--- BEGIN ENTRIES ---

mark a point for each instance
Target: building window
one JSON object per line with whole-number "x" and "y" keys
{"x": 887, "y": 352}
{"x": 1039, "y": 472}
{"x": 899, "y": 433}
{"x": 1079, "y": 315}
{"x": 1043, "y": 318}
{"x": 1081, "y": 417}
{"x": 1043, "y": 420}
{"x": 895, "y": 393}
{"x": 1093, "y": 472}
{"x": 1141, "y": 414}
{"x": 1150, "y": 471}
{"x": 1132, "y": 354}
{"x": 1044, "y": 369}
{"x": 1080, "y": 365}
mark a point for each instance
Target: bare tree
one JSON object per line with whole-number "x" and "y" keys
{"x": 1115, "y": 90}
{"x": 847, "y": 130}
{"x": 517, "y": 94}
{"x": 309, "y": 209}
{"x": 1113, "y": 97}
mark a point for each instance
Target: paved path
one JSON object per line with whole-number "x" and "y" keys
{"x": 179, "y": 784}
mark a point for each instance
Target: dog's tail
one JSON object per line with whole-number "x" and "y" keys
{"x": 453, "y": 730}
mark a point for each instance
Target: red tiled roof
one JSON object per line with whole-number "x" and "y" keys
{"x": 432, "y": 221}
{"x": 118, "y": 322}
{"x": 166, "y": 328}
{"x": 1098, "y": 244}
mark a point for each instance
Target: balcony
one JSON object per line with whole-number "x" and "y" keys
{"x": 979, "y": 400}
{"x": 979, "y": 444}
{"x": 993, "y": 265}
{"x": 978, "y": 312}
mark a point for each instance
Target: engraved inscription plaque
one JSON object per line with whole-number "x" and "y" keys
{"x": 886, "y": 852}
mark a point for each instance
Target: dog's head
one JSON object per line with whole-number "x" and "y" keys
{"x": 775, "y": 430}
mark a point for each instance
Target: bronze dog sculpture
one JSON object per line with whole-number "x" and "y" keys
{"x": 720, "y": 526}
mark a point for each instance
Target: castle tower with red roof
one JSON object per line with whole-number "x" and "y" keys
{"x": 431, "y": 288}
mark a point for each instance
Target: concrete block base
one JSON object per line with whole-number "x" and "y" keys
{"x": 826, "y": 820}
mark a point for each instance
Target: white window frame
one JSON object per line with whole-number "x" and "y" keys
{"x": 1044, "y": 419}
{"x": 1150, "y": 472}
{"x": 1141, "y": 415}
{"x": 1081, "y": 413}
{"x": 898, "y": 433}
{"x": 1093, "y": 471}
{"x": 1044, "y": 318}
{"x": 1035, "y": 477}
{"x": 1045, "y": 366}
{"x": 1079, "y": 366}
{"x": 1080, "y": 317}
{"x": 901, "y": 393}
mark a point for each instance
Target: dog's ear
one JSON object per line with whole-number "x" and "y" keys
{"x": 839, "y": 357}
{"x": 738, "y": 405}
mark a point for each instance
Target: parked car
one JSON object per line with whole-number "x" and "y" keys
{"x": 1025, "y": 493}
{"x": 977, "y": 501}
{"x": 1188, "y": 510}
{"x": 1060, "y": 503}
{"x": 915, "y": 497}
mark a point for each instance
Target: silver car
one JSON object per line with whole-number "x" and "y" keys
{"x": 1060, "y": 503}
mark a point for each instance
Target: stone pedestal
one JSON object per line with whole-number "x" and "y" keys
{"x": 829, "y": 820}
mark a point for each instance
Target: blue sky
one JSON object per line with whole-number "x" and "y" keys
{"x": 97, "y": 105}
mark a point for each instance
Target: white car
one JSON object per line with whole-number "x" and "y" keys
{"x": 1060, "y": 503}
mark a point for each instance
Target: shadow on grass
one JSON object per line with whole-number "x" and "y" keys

--- END ENTRIES ---

CHALLENGE:
All of the entries above need to be reproduced exactly.

ANSWER IN FULL:
mark a point for each instance
Target: building window
one JSON object per line with whole-number "x" and "y" keys
{"x": 887, "y": 352}
{"x": 1039, "y": 472}
{"x": 899, "y": 433}
{"x": 1079, "y": 315}
{"x": 1043, "y": 318}
{"x": 1081, "y": 417}
{"x": 1043, "y": 420}
{"x": 895, "y": 393}
{"x": 1093, "y": 472}
{"x": 1141, "y": 414}
{"x": 1150, "y": 471}
{"x": 1132, "y": 354}
{"x": 1044, "y": 369}
{"x": 1080, "y": 365}
mark a point for each instance
Target: bare tree
one JSON object per line with whole-number "x" and "y" keys
{"x": 1115, "y": 90}
{"x": 847, "y": 130}
{"x": 517, "y": 94}
{"x": 309, "y": 209}
{"x": 1113, "y": 97}
mark a point for each instance
Target: paved path
one JSON object per line with whole-number "x" and "y" keys
{"x": 179, "y": 784}
mark a point for each instance
Target: dog's tail
one JSON object per line with whole-number "x" and "y" keys
{"x": 453, "y": 730}
mark a point for each instance
Target: red tiled roof
one JSON object per line with whole-number "x" and "y" keys
{"x": 432, "y": 221}
{"x": 118, "y": 322}
{"x": 166, "y": 328}
{"x": 1098, "y": 244}
mark a point for each instance
Target: balcony
one JSON object per line with whole-number "x" and "y" keys
{"x": 979, "y": 400}
{"x": 979, "y": 444}
{"x": 993, "y": 265}
{"x": 978, "y": 312}
mark a point for each instance
Target: engraved inscription plaque
one JSON object per line with whole-number "x" and "y" keys
{"x": 886, "y": 852}
mark a point for each instance
Target: dog's head
one JSON object per line with whole-number "x" and "y" keys
{"x": 775, "y": 430}
mark a point for each instance
Target: bronze dog sculpture
one JSON object per line with whole-number "x" and "y" keys
{"x": 720, "y": 526}
mark a point for each instance
Target: castle tower with red roof
one JSON object per line with whole-number "x" and "y" keys
{"x": 431, "y": 288}
mark a point for each instance
Target: concrete block base
one JSON object per line with whole-number "x" and "y" keys
{"x": 826, "y": 820}
mark a point for each instance
Target: white window frame
one JSON object per line with whole-number "x" and "y" keys
{"x": 1044, "y": 419}
{"x": 1150, "y": 472}
{"x": 1141, "y": 415}
{"x": 1081, "y": 413}
{"x": 898, "y": 433}
{"x": 1093, "y": 471}
{"x": 1044, "y": 318}
{"x": 1035, "y": 477}
{"x": 1045, "y": 366}
{"x": 1079, "y": 366}
{"x": 1080, "y": 317}
{"x": 901, "y": 393}
mark a point for each instance
Target: dog's ear
one JSON object per line with whole-number "x" and "y" keys
{"x": 839, "y": 357}
{"x": 738, "y": 405}
mark a point for each instance
Target: parked car
one JSON object per line with whole-number "x" and "y" keys
{"x": 1025, "y": 493}
{"x": 977, "y": 501}
{"x": 1188, "y": 510}
{"x": 1060, "y": 503}
{"x": 915, "y": 497}
mark a point for each instance
Target: silver car
one JSON object per line with whole-number "x" and "y" keys
{"x": 1060, "y": 503}
mark a point for each instance
Target: stone pedestal
one JSON object per line with whole-number "x" and "y" keys
{"x": 829, "y": 820}
mark a point for each instance
Target: blue sky
one JSON object per line with whole-number "x" and "y" keys
{"x": 97, "y": 105}
mark a point for each instance
Target: white car
one JSON object per line with whole-number "x" and "y" keys
{"x": 1060, "y": 503}
mark a point for each instance
Target: shadow on grass
one JSON object per line with whole-number "x" and "y" keys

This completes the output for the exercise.